_O QUE FAZER:_
Por favor, reescreva o trecho que vai da linha com "of the light" até o fim das linhas, trocando "tulle" por "chiffon" e mantendo todo o resto igual.
-------
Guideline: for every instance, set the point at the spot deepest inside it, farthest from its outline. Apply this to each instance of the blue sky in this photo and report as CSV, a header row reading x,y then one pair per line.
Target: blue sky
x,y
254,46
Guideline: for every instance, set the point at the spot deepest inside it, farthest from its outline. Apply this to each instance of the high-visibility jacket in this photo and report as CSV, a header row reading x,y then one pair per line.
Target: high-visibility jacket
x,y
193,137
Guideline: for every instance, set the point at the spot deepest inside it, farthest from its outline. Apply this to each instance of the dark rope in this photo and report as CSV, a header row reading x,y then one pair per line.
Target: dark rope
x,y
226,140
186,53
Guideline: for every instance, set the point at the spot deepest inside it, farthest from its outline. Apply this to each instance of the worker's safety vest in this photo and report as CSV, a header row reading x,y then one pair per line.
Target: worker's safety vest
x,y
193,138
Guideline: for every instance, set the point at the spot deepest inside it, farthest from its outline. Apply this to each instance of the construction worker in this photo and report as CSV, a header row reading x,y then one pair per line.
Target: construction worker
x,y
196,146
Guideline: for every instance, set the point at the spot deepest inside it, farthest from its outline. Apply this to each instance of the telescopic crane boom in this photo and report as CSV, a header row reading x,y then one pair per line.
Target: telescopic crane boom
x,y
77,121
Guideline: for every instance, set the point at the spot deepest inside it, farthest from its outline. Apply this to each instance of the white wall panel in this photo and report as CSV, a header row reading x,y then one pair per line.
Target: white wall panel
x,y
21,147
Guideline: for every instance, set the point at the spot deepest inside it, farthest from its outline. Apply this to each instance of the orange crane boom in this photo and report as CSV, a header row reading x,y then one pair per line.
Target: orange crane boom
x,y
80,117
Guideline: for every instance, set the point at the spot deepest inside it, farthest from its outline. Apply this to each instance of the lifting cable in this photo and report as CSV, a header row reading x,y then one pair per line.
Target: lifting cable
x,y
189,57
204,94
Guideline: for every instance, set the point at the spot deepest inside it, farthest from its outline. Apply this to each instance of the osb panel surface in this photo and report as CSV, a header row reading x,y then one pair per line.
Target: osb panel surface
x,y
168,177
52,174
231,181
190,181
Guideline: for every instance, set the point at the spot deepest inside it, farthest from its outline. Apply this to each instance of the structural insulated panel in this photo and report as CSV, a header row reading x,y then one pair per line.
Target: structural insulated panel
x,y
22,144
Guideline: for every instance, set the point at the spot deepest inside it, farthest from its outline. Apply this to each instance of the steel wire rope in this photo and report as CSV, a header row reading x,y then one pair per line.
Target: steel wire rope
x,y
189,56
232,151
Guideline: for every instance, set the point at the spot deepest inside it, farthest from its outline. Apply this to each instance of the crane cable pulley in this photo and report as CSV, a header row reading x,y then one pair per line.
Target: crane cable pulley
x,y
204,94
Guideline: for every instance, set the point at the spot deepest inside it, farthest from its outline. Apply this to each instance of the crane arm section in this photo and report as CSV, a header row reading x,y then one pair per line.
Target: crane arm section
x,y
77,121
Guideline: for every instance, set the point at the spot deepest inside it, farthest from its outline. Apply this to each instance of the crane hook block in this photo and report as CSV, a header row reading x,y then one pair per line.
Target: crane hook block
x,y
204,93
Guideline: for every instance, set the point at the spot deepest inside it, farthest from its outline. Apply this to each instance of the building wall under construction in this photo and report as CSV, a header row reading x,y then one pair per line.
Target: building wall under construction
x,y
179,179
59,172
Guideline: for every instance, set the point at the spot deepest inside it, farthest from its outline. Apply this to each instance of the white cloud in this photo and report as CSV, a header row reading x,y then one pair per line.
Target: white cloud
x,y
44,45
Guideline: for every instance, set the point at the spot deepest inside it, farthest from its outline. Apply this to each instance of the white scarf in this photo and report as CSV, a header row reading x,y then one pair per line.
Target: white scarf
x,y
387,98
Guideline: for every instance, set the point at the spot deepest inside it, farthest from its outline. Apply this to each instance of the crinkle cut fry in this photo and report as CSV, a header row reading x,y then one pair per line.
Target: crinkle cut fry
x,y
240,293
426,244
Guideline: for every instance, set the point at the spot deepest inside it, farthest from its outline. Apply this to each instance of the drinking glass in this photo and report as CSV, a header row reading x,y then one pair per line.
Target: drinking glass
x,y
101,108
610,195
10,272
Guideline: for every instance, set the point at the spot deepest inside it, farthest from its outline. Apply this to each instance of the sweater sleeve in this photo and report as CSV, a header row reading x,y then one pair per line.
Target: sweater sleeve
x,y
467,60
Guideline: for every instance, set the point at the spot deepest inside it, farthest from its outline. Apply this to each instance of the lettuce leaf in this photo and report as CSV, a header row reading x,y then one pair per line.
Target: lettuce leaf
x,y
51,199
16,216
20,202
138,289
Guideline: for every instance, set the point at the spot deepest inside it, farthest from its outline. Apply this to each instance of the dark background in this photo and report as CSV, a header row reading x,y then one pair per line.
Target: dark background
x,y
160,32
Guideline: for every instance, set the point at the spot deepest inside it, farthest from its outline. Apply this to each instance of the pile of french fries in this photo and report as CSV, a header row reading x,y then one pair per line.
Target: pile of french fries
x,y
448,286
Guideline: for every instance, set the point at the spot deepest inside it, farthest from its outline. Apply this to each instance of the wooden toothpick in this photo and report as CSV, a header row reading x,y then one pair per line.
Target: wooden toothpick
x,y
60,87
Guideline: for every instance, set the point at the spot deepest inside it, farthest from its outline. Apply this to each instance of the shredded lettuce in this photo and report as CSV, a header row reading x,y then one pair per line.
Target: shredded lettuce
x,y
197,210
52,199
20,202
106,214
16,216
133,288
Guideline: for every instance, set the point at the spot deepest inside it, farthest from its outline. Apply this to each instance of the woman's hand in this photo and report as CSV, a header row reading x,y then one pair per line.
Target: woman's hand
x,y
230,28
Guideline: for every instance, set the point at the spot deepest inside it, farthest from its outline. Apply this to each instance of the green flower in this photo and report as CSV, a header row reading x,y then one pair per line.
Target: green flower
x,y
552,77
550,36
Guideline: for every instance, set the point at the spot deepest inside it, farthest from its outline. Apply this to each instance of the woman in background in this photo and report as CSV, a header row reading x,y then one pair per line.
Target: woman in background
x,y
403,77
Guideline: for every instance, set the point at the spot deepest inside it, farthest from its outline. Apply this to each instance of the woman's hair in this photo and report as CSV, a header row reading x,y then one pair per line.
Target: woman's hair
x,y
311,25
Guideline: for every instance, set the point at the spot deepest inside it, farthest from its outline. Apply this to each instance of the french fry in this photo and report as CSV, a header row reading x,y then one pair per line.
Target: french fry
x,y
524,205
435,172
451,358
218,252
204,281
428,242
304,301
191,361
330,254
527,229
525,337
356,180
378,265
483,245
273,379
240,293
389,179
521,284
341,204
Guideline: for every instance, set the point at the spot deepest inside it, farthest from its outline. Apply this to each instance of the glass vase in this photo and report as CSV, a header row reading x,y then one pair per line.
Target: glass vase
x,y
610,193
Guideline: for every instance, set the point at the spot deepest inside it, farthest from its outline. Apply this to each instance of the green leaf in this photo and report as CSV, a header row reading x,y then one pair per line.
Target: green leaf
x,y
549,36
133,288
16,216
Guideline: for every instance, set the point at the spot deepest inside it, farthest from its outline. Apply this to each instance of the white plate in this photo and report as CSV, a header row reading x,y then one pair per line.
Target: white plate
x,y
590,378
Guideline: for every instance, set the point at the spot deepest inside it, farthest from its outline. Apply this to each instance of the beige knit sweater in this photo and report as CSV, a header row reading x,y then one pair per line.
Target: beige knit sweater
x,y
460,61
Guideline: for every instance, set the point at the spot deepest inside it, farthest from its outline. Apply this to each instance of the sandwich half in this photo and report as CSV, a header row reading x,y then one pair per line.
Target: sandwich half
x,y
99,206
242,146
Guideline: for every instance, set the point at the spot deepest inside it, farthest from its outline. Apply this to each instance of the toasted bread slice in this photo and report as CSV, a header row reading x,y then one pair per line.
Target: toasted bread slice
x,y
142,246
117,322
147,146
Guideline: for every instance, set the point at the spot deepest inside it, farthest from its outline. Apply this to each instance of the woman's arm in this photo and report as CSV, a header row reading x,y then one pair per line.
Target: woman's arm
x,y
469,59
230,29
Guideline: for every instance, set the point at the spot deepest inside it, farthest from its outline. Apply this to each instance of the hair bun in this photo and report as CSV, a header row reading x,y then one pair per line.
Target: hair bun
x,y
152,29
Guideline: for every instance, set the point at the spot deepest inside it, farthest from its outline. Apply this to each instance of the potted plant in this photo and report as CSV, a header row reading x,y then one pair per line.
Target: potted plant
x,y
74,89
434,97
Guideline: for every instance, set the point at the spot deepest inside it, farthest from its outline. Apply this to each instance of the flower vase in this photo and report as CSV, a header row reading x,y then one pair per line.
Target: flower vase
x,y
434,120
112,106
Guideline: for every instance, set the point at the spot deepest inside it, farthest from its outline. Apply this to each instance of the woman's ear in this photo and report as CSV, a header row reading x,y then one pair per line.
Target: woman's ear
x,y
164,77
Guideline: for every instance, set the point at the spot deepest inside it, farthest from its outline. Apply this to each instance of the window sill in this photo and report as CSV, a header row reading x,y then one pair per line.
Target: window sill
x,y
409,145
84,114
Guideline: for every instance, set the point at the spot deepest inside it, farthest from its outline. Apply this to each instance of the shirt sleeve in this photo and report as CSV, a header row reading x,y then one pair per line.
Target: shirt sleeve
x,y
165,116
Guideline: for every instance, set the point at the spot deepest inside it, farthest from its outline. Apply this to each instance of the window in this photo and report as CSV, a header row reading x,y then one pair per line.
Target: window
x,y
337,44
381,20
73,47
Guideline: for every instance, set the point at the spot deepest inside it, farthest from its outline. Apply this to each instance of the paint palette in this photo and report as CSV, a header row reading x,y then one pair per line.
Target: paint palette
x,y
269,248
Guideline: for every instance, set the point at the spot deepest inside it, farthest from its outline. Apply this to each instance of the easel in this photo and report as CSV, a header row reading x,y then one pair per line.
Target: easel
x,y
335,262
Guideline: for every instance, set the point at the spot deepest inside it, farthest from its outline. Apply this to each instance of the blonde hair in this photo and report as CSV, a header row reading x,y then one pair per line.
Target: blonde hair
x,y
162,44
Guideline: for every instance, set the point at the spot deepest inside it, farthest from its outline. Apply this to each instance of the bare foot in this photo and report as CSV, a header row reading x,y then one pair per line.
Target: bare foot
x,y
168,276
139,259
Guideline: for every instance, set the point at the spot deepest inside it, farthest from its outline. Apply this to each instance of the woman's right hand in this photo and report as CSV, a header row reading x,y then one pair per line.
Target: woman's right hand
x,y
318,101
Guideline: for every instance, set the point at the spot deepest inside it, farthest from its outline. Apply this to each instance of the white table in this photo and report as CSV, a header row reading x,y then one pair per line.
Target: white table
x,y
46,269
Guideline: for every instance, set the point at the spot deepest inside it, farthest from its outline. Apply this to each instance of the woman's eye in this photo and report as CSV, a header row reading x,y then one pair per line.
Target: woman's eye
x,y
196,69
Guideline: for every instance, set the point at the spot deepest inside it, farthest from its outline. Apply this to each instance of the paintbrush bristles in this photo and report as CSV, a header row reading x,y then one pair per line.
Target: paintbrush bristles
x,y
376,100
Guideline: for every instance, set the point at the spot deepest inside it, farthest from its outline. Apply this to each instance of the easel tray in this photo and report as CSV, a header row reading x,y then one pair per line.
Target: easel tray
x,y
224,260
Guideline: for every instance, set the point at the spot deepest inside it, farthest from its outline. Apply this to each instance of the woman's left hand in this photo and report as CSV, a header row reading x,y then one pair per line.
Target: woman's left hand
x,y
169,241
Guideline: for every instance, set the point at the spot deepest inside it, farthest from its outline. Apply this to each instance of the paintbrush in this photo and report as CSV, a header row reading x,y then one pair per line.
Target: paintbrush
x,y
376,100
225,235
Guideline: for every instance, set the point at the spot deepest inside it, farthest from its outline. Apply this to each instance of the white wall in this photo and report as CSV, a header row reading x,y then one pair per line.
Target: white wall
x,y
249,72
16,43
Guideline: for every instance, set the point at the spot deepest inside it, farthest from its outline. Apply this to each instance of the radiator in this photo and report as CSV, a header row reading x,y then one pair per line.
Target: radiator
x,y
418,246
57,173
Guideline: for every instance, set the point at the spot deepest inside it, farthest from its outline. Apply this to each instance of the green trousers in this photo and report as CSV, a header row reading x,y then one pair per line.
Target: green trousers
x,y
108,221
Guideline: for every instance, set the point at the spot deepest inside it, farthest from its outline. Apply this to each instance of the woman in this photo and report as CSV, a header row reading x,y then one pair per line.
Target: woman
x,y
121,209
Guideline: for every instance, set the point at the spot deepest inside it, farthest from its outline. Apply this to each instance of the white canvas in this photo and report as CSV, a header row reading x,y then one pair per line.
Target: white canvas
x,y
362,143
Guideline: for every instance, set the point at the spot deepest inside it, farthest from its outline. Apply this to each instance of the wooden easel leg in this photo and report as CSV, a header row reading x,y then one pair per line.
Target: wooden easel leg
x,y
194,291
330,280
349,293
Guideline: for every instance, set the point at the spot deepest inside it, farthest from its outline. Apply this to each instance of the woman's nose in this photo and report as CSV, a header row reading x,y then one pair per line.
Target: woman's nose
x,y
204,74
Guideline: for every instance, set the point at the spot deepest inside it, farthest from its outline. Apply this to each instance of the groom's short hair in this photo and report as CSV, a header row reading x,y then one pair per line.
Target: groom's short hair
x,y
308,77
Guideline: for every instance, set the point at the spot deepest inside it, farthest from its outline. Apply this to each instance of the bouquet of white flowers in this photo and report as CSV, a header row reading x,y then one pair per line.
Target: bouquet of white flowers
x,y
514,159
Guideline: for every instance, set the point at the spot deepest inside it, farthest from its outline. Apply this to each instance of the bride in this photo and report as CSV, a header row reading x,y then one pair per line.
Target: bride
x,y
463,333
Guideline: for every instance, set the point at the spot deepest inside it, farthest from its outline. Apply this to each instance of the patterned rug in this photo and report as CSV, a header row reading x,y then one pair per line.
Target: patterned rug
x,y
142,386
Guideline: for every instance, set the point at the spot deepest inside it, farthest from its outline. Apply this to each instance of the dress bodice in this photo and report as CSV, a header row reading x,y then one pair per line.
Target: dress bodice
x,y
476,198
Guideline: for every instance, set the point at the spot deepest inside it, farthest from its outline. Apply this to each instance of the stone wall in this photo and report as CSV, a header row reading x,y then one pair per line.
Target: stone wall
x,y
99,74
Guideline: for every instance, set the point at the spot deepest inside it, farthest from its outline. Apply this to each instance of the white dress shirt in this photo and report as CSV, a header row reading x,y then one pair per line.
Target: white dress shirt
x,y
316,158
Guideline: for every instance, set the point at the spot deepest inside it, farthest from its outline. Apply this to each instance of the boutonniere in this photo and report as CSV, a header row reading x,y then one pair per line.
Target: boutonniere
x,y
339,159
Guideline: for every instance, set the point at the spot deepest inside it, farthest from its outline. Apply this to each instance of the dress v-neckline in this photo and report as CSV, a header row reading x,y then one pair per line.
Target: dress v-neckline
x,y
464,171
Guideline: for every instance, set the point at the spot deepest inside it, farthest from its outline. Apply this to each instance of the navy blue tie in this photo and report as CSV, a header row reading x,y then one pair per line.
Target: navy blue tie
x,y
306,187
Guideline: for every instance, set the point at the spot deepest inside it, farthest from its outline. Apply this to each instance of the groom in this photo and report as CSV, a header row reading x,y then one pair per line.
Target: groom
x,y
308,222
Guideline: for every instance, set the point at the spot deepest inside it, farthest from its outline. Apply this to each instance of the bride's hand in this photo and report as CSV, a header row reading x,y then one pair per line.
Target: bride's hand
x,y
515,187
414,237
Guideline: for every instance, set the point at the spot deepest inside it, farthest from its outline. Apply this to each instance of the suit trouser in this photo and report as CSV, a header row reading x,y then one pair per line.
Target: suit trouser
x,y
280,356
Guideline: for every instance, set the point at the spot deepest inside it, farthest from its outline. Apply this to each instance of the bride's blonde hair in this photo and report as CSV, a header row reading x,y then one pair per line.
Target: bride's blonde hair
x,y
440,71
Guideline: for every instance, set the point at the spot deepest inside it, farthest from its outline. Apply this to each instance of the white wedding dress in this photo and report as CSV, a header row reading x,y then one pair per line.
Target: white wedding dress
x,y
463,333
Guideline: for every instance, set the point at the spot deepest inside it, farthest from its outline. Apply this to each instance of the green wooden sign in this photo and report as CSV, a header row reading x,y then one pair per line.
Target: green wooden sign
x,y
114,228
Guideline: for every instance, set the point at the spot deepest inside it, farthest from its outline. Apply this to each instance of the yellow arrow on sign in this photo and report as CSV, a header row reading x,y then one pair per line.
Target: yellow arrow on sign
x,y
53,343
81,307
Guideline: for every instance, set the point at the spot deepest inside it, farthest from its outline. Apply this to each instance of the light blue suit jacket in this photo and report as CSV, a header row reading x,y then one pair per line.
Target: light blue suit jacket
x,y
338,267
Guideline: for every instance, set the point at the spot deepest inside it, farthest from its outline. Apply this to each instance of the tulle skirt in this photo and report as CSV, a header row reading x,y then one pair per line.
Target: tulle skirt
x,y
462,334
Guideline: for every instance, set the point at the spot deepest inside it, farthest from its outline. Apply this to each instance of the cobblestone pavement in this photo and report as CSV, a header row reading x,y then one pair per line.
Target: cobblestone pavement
-------
_RESPOSTA COMPLETA:_
Guideline: for every instance, set the point at the spot deepest inside it, farthest from its outline. Apply this to each instance of the light blue suit jacket in this photo and report as CSV, a header row reading x,y then one pair per line.
Target: light blue suit jacket
x,y
338,267
Guideline: for every instance, set the point at the spot deepest inside it, farthest from its outline. Apply this to each instance of the chiffon skirt in this photo and report as CSV, a header row reading x,y then one pair per line.
Target: chiffon skirt
x,y
462,334
Guideline: for every instance, set the point at the spot deepest inside it, farthest from its outline. Apply this to each instance of the cobblestone pavement in this photo and report as CSV, a header row reading x,y then one pair per line.
Target: cobblestone pavement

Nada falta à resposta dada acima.